--- Data for this exercise Enclosed Below ---
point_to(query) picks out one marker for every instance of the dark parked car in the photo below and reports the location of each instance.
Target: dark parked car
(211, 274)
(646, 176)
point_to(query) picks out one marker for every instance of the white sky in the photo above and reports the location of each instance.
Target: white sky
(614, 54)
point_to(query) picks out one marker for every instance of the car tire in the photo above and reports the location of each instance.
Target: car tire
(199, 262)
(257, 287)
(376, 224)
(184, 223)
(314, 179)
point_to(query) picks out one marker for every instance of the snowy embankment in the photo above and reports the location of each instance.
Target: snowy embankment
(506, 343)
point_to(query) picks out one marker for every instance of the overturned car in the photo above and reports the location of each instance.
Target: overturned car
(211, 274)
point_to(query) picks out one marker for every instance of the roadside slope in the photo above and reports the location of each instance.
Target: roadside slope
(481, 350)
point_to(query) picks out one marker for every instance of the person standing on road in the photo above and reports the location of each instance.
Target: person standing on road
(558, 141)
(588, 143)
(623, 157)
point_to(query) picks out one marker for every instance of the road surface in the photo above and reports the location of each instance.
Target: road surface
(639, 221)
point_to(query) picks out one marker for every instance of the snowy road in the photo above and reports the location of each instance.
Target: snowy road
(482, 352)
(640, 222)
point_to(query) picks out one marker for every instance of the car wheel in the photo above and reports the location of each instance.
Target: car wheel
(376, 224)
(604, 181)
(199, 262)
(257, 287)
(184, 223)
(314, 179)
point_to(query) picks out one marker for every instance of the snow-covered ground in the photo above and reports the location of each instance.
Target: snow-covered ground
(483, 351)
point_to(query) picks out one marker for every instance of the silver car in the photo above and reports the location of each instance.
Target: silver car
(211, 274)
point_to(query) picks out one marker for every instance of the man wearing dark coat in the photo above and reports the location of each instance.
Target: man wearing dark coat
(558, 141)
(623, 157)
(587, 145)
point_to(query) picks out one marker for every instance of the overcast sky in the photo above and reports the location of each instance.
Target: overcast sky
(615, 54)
--- End of Enclosed Data for this exercise ---
__Problem__: Give the data again, unchanged in every line.

__Output below__:
point_to(query) picks out one marker for every instance of the dark parked car in the photo below and reports the location of each instance.
Target: dark parked car
(211, 274)
(646, 176)
point_to(query) picks out one marker for every instance of the white sky in the photo above and reports the location of each instance.
Target: white sky
(614, 54)
point_to(query) picks out one marker for every instance of the car tire in the photo above and reports the location of each instance.
Target: car tire
(199, 262)
(257, 287)
(376, 224)
(184, 223)
(314, 179)
point_to(query) picks out one marker for every instance of the snowy embankment in the photo above and reports the location of each instance.
Target: snowy embankment
(506, 343)
point_to(query) picks out one marker for every instance of the overturned car in the photo above and reports the location of each instance.
Target: overturned car
(211, 274)
point_to(query) picks out one marker for every instance of the roadside slope in the photo above and reports the location of each instance.
Target: roadside slope
(481, 350)
point_to(query) picks out one marker for every instance of the person standing on road in the photo above and reports the location of each instance.
Target: person standing on road
(558, 141)
(588, 143)
(623, 157)
point_to(query) picks out one marker for every instance of the road surface in the photo above and reports the location of each instance.
Target: road surface
(639, 221)
point_to(query) picks out one marker for every instance of the snowy road in the photo above and reports the location of each instance.
Target: snowy road
(482, 352)
(640, 222)
point_to(query) picks out one marker for every instance of the car wheel in the photo above and reports the location of each instance.
Target: car wheel
(376, 224)
(604, 181)
(199, 262)
(257, 287)
(184, 223)
(314, 179)
point_to(query) picks out one marker for every instance of the snow-covered ground in the photo above and reports the location of each instance.
Target: snow-covered ground
(483, 351)
point_to(query) picks out one marker for every instance of the silver car in the photo above and reports the location of each instance.
Target: silver car
(211, 274)
point_to(query) picks out one marker for every instance of the man wearing dark coat in the photo above and reports the location of each instance.
Target: man wearing dark coat
(558, 141)
(623, 157)
(587, 145)
point_to(query) picks out one marker for every instance of the overcast sky in the photo above and reports the location of each instance.
Target: overcast sky
(615, 54)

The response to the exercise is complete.